Extracted information:
begin
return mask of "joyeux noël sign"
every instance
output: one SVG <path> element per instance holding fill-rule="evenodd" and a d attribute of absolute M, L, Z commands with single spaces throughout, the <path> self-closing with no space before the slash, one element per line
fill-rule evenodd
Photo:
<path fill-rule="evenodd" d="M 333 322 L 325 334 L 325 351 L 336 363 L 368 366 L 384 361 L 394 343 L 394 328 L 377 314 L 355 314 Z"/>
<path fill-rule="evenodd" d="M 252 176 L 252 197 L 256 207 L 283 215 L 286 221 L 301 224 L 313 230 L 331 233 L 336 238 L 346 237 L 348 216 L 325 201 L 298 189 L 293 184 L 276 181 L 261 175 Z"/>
end
Task requirements: Copy the rows from the start through the line containing "333 322 L 325", swapping "sign" for "banner" and leaving everything else unchanged. Output only that span.

Problem solution:
return mask of "joyeux noël banner"
every instance
output: one SVG <path> element per instance holding fill-rule="evenodd" and a d attribute of absolute M, L, Z commands with single spaces throughout, the <path> self-closing with no space before the slash, one element per line
fill-rule evenodd
Photo:
<path fill-rule="evenodd" d="M 333 322 L 325 334 L 325 351 L 336 363 L 368 366 L 384 361 L 394 343 L 394 328 L 377 314 L 355 314 Z"/>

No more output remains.